What is nature-based learning exactly? Well let us ask you this - when was the last time you drank from a stream? Watched the birds making a mess of the seeds you left for them, for so long that you actually got to know their personalities? When was the last time you read under a tree, stopped and looked up to watch the spellbinding weave of their branches swaying in the breeze under a lazy sky?
Bet you feel calmer already. In the age of Education for Sustainable Development, it is well understood (but somehow not universally practiced) that when children connect with nature it helps them to develop a strong connection with the natural world, with their own sense of self, and with their ability to build an ecocentric perspective in an anthropocentric world that quite frankly isn’t doing so well.
However, research has shown that time spent outdoors can also have significant benefits for children's numeracy and literacy skills (among many others) when we learn through nature as a lens. Using nature as the context and canvas for learning is what we call nature-based learning.
Nature-based learning builds learning alongside wonder
Have you ever looked at a leaf and tried to work out how long it would take a caterpillar to eat it, or counted the trees in an area, and wondered how many lifeforms and habitats they support? Children are born with a natural curiosity about the world around them and they wonder about this stuff all the time.
The true gift of education is to take this spark and say "oh, so that's what you want to know? Well let's see how we can explore that and build learning around it". It is precisely because we have been doing the opposite of that, that children have their natural curiosity dampened and squeezed into rows, boxes, and frameworks. As an adult, don't you miss that sense of wonder? It never left you, you know.

Point-per-instance localization data:

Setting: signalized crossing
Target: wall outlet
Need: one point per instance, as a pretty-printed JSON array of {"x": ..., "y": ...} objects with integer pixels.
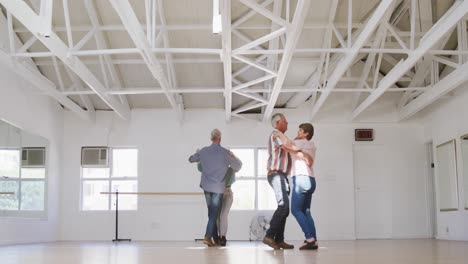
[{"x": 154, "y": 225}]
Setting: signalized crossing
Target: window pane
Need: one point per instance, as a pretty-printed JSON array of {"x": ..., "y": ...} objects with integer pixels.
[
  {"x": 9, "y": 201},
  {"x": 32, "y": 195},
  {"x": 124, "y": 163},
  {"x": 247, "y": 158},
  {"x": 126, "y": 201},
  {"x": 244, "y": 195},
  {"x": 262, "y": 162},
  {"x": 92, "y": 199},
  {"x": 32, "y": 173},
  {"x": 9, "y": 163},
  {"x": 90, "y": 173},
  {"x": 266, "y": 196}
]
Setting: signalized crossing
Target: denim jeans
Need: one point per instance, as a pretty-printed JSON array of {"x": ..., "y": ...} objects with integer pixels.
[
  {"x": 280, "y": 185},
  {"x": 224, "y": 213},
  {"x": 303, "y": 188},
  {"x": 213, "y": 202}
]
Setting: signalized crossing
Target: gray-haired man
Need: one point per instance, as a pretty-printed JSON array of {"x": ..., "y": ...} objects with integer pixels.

What you are asked to do
Copy out the text on nature-based learning word for word, starting at the words "Nature-based learning builds" and ending after "all the time.". The records are separate from the text on nature-based learning.

Answer space
Nature-based learning builds learning alongside wonder
Have you ever looked at a leaf and tried to work out how long it would take a caterpillar to eat it, or counted the trees in an area, and wondered how many lifeforms and habitats they support? Children are born with a natural curiosity about the world around them and they wonder about this stuff all the time.